-- start EXTRACT --

1. 5
  1. 2

    The linker relaxation logic is one of my least favourite parts of RISC-V. Every modern linker has leaned heavily into single-pass linking (mold to an extreme degree) and into parallelisation, RISC-V requires a bunch of inherently sequential multi-pass steps for good code density. The way that some of the relocations are encoded is also a bit horrifying, where the relocation doesn’t point to the target, it points to the instruction that has a different relocation that identifies the target.

    1. 1

      RISC-V object files aren’t that hostile to parallelization. I managed to implement a multi-threaded relaxation logic to mold, and it looks like it’s working satisfactory. RISC-V object files are indeed inefficient though; it simply has too many relocations, and relaxation is not optional due to the presence of R_RISCV_ALIGN.

-- end EXTRACT --

> _TO DO_:
(1) According to the thread, which relocation makes relaxation mandatory for RISC-V object files?
(2) Put the records from the line containing "Tag the sea lion" through the end of the records into a two-column CSV with columns input and output, one row per request. Place the request text under input and its answer under output, each in a single quoted field with line breaks replaced by spaces.
These records are unrelated to the thread.

-- start DATA FOR PROCESSING --

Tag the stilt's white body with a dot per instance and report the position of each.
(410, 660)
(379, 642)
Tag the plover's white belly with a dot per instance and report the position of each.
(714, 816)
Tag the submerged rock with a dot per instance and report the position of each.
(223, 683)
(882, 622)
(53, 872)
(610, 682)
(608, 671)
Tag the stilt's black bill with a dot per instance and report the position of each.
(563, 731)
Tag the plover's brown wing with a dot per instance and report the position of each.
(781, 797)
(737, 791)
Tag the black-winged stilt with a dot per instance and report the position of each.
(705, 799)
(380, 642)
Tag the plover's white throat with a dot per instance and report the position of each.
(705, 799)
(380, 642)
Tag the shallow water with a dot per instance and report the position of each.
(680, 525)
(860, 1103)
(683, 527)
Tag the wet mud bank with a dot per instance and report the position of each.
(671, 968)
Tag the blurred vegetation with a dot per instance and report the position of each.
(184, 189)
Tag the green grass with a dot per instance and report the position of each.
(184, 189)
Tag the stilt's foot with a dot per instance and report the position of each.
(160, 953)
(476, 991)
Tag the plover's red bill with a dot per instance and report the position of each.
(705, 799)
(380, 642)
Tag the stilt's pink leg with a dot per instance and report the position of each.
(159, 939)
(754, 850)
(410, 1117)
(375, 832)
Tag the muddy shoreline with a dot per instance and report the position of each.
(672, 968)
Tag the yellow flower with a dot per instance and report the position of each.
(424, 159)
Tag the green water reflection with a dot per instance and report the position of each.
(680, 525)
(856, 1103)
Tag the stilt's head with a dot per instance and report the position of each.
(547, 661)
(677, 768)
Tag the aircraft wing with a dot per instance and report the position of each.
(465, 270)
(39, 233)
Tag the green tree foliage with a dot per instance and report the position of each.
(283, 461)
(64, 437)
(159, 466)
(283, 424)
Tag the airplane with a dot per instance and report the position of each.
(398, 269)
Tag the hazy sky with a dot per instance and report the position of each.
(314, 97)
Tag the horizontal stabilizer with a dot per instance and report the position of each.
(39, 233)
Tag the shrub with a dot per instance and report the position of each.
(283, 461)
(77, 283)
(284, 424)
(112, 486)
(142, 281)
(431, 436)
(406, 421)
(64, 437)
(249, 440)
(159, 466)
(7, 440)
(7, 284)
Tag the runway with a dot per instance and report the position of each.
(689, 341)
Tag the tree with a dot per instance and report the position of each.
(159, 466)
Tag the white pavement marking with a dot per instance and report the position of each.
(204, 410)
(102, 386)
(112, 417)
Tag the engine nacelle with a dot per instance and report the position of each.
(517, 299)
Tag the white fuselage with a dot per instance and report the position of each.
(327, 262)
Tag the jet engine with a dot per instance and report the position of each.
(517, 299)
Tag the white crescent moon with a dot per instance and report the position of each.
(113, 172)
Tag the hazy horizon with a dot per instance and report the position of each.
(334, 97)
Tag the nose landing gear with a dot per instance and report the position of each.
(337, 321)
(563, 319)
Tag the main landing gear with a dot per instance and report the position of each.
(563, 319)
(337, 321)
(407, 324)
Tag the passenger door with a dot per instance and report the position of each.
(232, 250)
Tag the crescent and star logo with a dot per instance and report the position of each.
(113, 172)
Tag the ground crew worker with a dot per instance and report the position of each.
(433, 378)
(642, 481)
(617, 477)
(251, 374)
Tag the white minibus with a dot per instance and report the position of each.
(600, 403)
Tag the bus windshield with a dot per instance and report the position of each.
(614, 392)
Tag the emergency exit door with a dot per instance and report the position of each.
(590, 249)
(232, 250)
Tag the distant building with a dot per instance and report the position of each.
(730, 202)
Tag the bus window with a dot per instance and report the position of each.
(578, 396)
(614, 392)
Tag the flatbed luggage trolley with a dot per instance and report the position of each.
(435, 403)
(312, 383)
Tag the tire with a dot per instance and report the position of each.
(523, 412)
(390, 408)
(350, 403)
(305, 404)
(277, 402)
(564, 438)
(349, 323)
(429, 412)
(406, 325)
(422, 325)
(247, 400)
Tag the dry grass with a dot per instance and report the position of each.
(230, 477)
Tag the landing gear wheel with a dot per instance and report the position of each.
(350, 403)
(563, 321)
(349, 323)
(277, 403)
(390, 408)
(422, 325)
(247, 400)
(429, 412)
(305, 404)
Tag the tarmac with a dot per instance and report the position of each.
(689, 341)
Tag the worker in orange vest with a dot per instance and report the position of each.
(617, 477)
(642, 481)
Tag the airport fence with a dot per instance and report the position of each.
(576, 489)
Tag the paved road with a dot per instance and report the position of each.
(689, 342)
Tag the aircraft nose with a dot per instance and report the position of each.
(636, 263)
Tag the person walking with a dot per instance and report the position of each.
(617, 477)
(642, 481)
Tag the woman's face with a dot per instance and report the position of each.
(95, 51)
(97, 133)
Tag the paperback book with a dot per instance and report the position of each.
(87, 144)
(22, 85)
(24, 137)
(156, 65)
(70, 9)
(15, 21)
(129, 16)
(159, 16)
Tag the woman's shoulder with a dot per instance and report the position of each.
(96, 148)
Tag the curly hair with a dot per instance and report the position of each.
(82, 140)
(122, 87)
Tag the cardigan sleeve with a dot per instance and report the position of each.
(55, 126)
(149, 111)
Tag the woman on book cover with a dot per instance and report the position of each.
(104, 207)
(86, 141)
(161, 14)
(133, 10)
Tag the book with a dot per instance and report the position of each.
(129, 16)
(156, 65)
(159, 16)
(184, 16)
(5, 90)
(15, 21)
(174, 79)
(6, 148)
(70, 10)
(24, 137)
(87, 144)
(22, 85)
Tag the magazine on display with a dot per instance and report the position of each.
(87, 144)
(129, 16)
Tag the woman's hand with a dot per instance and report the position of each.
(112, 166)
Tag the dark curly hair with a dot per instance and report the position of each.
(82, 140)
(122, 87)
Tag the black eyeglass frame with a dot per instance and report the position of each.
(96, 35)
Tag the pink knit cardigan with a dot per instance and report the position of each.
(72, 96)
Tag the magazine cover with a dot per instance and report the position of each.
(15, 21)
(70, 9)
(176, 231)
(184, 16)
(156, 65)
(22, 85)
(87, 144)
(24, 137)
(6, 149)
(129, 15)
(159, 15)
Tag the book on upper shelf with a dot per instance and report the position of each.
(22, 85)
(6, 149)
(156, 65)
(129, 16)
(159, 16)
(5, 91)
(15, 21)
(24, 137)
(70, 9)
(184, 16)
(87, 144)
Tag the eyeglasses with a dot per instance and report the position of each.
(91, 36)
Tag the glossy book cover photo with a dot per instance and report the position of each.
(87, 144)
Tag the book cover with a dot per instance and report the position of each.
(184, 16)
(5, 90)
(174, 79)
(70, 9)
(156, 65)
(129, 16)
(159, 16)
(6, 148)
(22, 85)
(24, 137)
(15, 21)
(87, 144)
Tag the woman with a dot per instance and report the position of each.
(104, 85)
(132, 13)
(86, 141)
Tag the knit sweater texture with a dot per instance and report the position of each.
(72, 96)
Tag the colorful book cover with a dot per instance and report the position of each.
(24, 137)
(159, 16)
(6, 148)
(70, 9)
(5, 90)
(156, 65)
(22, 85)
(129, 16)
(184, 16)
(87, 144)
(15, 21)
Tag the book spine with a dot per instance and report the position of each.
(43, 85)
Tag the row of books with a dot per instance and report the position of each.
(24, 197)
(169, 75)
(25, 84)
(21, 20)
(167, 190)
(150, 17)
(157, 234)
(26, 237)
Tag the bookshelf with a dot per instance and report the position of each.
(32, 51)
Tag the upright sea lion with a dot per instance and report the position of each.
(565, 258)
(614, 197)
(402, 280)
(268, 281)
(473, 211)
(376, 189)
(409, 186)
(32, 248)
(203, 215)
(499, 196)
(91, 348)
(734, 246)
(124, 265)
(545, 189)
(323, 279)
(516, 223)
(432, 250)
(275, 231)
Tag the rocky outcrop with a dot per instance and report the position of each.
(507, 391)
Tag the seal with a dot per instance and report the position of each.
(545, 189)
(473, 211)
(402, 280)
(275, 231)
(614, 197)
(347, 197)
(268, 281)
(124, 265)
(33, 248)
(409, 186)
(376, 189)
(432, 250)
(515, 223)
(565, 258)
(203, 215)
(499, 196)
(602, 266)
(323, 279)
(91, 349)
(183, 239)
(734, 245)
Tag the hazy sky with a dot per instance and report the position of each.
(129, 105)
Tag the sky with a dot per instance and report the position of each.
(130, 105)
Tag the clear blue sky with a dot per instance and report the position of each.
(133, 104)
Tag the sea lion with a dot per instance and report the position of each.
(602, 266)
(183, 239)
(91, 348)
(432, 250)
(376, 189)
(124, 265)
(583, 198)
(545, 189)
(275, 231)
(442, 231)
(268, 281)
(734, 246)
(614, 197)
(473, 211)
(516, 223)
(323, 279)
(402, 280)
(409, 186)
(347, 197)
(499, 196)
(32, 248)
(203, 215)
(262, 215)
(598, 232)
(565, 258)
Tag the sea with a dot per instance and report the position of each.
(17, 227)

-- end DATA FOR PROCESSING --

> _SET OF ANSWERS_:
(1) R_RISCV_ALIGN

(2)
input,output
"Tag the sea lion with a dot per instance and report the position of each.","(602, 266) (183, 239) (91, 348) (432, 250) (376, 189) (124, 265) (583, 198) (545, 189) (275, 231) (442, 231) (268, 281) (734, 246) (614, 197) (473, 211) (516, 223) (323, 279) (402, 280) (409, 186) (347, 197) (499, 196) (32, 248) (203, 215) (262, 215) (598, 232) (565, 258)"
"Tag the sea with a dot per instance and report the position of each.","(17, 227)"